Date: Tue, 31 Dec 96 11:18:47 CST
From: Labor Committee on the Middle East <>
Subject: Israeli Workers Fight Privatization/Budget Cuts

Date: Mon, 30 Dec 1996 12:10:24 -0800 (PST)
Date: Sun, 29 Dec 96 09:03:24 CST

Government rips Histadrut, workers for strikes

Itim, in Jerusalem Post,
29 December, 1996

Israel Radio has just reported the arrest of the head of the Histradut's (General Federation of Labour) Trade Union Department, who went underground over the weekend while under the threat of arrest for not calling off a series of crippling strikes last week. This unprecedented act of repression against the Israeli labour movement was swiftly answered by strike action called by the Histadrut leadership.

The following article which appeared in today's Jerusalem Post is for your information. It is already out of date, as you can see.

JERUSALEM (December 29) -- The government blasted the Histadrut leadership and workers over the weekend for the strikes against the budget cuts and their violation of labor court restraining orders.

At Friday's cabinet meeting, Prime Minister Binyamin Netanyahu condemned the wave of strikes declared by the Histadrut as "political" which have "no justification."

Ministers rebuffed the Histadrut's claim that the strike was planned to protest budget cuts, saying clauses in the 1997 budget that would have hurt the poor had been removed.

Finance Minister Dan Meridor condemned the Histadrut for ignoring labor court restraining orders against the strikes. "It is inconceivable that workers will violate the law and get backing for this from the Histadrut leadership," Meridor said, adding that the Histadrut's "delegitimization of the labor court is an attack on the essence of democracy."

The Tel Aviv Labor Court on Friday issued an arrest warrant for Histadrut trade union section head Shlomo Shani, after he did not appear in court for a hearing on his violation of restraining orders. The Ports and Railways Authority petitioned the court against Shani, who heads the Histadrut action committee.

Listed records -
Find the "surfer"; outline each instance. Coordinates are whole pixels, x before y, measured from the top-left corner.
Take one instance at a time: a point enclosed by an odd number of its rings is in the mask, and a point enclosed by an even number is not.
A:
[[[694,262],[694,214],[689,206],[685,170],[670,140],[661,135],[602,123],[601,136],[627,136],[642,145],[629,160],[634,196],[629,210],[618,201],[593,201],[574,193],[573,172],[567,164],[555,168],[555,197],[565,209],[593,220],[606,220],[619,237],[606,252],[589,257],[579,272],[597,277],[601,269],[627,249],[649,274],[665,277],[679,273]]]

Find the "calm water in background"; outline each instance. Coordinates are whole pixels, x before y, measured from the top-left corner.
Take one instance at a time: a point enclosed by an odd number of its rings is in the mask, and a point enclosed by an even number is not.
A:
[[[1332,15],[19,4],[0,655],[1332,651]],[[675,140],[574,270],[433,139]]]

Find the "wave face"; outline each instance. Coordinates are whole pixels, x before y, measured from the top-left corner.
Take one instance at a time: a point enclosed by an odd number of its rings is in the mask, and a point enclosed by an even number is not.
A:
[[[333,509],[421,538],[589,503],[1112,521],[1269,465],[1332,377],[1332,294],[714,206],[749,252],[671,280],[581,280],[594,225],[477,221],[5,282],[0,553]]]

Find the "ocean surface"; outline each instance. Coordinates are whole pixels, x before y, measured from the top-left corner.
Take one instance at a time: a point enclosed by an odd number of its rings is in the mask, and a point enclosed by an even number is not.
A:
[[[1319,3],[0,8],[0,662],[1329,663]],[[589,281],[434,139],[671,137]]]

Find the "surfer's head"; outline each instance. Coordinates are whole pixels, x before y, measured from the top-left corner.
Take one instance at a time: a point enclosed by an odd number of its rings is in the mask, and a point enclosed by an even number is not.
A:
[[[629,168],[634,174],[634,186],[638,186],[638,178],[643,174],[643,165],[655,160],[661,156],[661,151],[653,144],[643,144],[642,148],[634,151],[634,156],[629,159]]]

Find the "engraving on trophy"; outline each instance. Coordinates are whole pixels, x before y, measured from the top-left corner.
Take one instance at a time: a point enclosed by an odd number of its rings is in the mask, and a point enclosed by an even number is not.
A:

Directives -
1/ According to the article on the Histadrut strikes, which court issued an arrest warrant for Shlomo Shani?
2/ Reproduce the article on the Histadrut strikes from "Government rips Histadrut, workers" up to and including "the Histadrut leadership.".
3/ Translate this sentence from the article on the Histadrut strikes into Spanish: "The Ports and Railways Authority petitioned the court against Shani, who heads the Histadrut action committee."

Solved problems -
1/ The Tel Aviv Labor Court.

2/
Government rips Histadrut, workers for strikes

Itim, in Jerusalem Post,
29 December, 1996

Israel Radio has just reported the arrest of the head of the Histradut's (General Federation of Labour) Trade Union Department, who went underground over the weekend while under the threat of arrest for not calling off a series of crippling strikes last week. This unprecedented act of repression against the Israeli labour movement was swiftly answered by strike action called by the Histadrut leadership.

3/ La Autoridad de Puertos y Ferrocarriles presentó una petición ante el tribunal contra Shani, quien encabeza el comité de acción de la Histadrut.